== DESCRIPTION OF THE TASK ==
Rewrite the entries below, changing "night sky" to "evening sky" wherever it occurs and keeping everything else the same. Leave the pictures out of your version.

== RAW RECORDS ==
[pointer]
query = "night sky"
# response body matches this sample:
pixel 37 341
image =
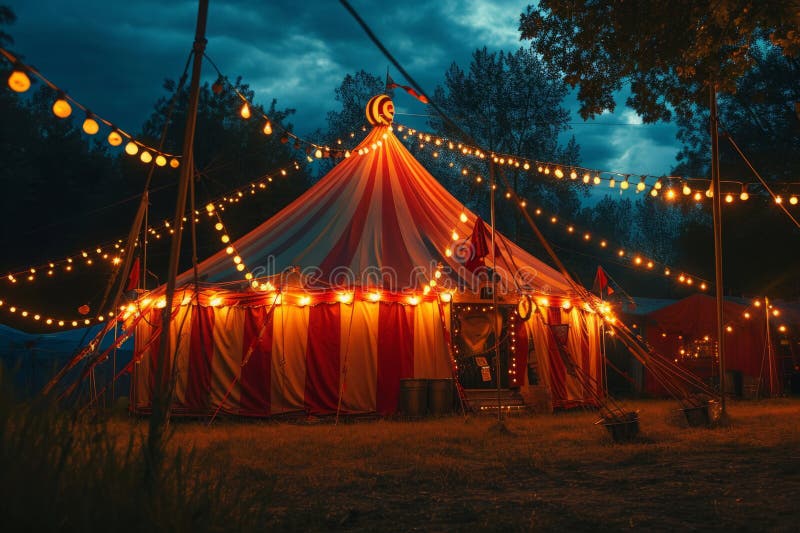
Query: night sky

== CORRECT RESPONSE ==
[pointer]
query = "evening sky"
# response body matches this sample:
pixel 37 341
image =
Query: evening sky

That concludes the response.